_Listed entries_.
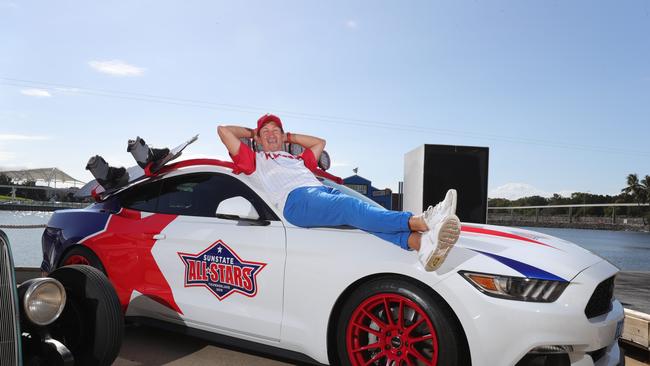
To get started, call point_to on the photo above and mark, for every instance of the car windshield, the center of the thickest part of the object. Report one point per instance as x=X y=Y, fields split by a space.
x=350 y=192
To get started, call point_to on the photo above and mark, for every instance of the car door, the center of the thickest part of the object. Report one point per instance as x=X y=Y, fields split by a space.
x=226 y=273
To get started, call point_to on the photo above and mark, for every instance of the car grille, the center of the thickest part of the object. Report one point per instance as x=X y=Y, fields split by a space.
x=9 y=337
x=601 y=301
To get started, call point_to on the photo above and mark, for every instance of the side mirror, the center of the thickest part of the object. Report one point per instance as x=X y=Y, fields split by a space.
x=237 y=208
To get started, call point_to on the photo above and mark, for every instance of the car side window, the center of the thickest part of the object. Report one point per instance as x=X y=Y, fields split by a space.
x=199 y=194
x=143 y=197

_Work order_.
Only the lines from the line with "the car side" to the final line of the entries are to be returned, each exactly as written, both ends included.

_Task result_.
To get started, call point_to on the photo above and mark, for every instance of the car side window, the center of the thickest part of the object. Report one point per instance as x=X y=Y, fields split by a space.
x=199 y=194
x=143 y=197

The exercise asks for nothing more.